→ **WORK TO DO**:
Print the data below line for line, changing nothing.

→ **SUPPLIED DATA**:
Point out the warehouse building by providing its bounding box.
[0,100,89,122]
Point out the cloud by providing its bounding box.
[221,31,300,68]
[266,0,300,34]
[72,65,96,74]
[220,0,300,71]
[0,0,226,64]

→ **REPLY TO THE EXERCISE**:
Point out the warehouse building by providing its bounding box.
[0,100,89,122]
Point out the cloud by providing its bounding box.
[221,31,300,68]
[266,0,300,34]
[72,65,96,74]
[220,0,300,71]
[0,0,226,64]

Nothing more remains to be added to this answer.